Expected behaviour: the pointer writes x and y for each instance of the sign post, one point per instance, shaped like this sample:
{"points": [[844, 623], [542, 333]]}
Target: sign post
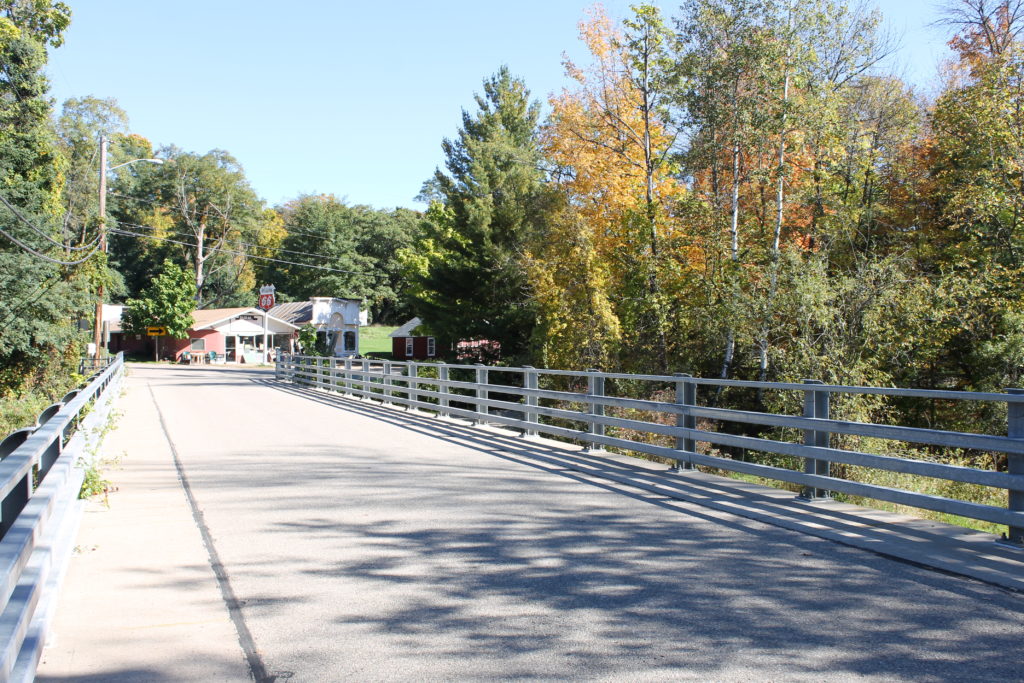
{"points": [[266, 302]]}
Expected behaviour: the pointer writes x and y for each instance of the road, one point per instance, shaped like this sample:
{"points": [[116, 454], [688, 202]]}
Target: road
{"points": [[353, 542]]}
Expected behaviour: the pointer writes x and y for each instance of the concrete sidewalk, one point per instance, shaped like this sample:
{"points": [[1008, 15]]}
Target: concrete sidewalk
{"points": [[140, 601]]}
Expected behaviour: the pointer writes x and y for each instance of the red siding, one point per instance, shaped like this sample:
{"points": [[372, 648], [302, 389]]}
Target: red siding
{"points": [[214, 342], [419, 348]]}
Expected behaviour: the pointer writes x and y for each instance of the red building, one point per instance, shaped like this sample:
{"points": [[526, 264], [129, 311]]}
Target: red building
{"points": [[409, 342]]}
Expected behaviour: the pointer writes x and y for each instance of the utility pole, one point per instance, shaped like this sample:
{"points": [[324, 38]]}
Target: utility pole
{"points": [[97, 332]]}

* * * * *

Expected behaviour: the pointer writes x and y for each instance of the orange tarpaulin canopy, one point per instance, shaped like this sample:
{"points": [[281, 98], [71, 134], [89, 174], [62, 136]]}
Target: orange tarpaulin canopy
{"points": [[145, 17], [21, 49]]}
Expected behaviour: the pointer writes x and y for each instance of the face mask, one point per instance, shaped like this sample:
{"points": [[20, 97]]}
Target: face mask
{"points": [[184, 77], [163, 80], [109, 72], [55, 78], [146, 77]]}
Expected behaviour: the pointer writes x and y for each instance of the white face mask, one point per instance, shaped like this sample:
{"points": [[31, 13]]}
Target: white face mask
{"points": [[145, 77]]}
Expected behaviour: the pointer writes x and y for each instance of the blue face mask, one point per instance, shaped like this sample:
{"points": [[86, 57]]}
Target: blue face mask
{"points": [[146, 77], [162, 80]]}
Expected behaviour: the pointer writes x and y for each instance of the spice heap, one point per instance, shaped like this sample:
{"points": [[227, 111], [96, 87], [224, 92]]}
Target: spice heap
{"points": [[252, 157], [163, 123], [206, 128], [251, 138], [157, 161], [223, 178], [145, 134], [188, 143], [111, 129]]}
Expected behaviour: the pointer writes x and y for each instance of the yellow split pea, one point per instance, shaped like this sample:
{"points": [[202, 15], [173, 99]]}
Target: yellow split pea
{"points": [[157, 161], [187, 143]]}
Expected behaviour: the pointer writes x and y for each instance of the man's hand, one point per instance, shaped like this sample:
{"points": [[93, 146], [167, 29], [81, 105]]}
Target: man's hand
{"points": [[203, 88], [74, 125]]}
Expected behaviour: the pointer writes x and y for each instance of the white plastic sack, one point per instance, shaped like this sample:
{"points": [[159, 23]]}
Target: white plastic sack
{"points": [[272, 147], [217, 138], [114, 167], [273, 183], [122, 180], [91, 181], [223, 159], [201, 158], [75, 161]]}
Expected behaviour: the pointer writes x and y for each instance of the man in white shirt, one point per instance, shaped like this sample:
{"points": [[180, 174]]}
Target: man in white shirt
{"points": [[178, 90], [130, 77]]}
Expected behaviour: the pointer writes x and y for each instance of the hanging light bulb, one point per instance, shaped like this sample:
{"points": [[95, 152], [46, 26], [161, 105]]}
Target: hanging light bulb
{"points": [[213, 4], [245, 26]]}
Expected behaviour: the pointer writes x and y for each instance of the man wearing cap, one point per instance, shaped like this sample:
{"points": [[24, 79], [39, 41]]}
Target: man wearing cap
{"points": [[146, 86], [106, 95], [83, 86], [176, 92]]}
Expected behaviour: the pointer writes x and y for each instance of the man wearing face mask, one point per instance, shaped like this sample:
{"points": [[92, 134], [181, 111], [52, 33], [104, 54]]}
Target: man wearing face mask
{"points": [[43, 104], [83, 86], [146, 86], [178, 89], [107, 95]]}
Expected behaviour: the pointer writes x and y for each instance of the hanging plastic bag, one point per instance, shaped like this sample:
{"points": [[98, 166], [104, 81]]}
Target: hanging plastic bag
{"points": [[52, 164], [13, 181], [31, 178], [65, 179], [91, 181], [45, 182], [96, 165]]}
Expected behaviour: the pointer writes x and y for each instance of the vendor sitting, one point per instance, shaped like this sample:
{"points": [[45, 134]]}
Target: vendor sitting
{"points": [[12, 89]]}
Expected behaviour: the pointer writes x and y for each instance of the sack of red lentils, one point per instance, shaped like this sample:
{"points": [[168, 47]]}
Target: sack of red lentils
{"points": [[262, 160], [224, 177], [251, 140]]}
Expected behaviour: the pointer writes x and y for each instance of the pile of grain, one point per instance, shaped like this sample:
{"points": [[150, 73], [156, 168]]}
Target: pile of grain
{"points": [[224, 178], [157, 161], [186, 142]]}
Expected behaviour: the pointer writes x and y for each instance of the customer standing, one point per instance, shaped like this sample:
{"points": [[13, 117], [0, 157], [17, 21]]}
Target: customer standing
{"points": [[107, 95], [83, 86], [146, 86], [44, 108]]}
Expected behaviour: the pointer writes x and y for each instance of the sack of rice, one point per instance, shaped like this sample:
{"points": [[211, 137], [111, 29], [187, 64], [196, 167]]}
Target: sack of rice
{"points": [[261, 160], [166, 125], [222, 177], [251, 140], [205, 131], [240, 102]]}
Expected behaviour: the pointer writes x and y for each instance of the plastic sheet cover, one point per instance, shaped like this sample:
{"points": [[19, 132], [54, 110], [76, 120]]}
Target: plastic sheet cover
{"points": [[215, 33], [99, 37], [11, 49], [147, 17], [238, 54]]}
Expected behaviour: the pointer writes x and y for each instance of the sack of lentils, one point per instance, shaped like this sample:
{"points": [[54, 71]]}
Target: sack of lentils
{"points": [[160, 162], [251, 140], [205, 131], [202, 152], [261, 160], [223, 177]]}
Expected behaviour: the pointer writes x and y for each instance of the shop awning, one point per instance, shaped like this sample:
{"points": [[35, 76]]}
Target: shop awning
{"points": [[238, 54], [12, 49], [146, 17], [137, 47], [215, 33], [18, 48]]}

* * * * *

_Exercise_
In the listing above, find the line containing "of the concrete" and the line containing "red siding, one". Output them and every line between, exactly, and nothing else.

_Problem solution_
Expected behaviour: the pointer writes x and y for each instance of the concrete sidewalk, one point per instance, shaped like this sample:
{"points": [[1008, 15]]}
Target: concrete sidewalk
{"points": [[140, 601]]}
Expected behaviour: the pointer writes x and y for each instance of the red siding, one point per instance, shaped like this sample:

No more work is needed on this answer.